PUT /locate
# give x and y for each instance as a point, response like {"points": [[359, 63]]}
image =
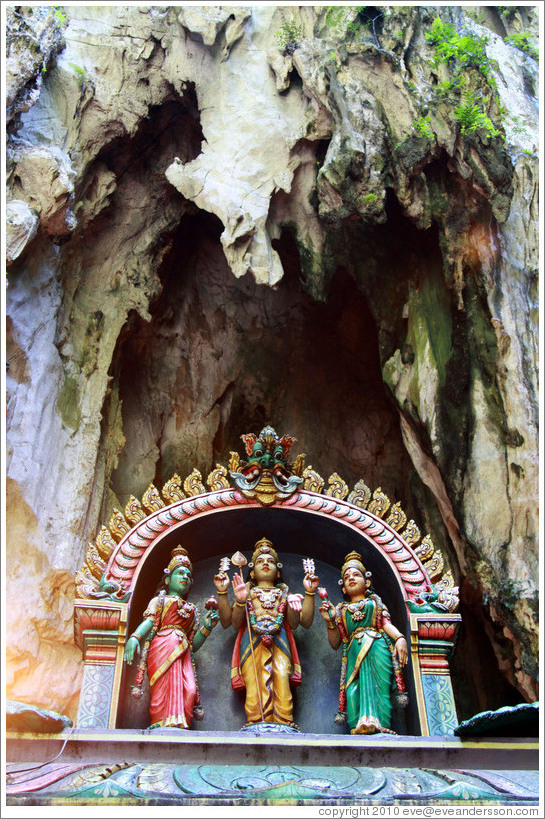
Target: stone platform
{"points": [[143, 767]]}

------------------------------------

## [Stated goal]
Write out every line of the rows above again, requests included, with each point coordinate in the answers shifted up by 8. Leave the pictures out.

## [Result]
PUT /locate
# give x and y for each instance as a point, response like {"points": [[359, 63]]}
image =
Target: stone platform
{"points": [[151, 775]]}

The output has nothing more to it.